» Work to be completed
Would you update the rows below by putting "marker point" wherever "keypoint" appears and changing nothing else? Leave the pictures out of your answer.

» Rows
+ + + + + + +

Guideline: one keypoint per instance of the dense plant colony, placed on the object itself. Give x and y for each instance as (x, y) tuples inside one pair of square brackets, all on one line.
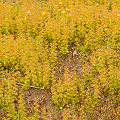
[(33, 32)]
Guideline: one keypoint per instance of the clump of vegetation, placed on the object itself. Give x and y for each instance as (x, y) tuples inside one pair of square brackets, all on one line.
[(33, 32)]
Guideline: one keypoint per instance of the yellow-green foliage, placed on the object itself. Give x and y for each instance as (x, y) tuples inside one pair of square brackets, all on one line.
[(32, 32), (65, 91)]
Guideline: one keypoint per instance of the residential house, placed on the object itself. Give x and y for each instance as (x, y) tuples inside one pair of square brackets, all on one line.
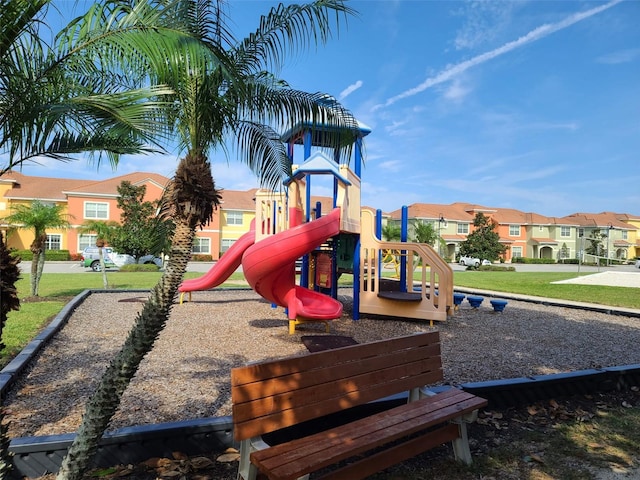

+ + + + + + +

» Response below
Guideline: one marker point per instance of the dense plant colony, placed on the object itself. Give x and y for each instance as (x, y) tuples inside one pair of square brackets, all on one line.
[(33, 32)]
Guideline: one marker point per instance of the clump of vegetation, placed on the object itself. Give x and y for each instance as (x, y) tuples inside one pair of square brackets, all on one line.
[(33, 32)]
Guideline: one marker point per instance of the yellow-green foliage, placed on the object itself. Give x and y for each instance as (x, y) tuples inside one pair of square brackets, all on one line.
[(32, 32), (65, 91)]
Guideline: one marker point per instance of the residential house, placed on the object itself. Give x and y for each instance as (x, y) tuples inside one pair of square brackets, all on one line.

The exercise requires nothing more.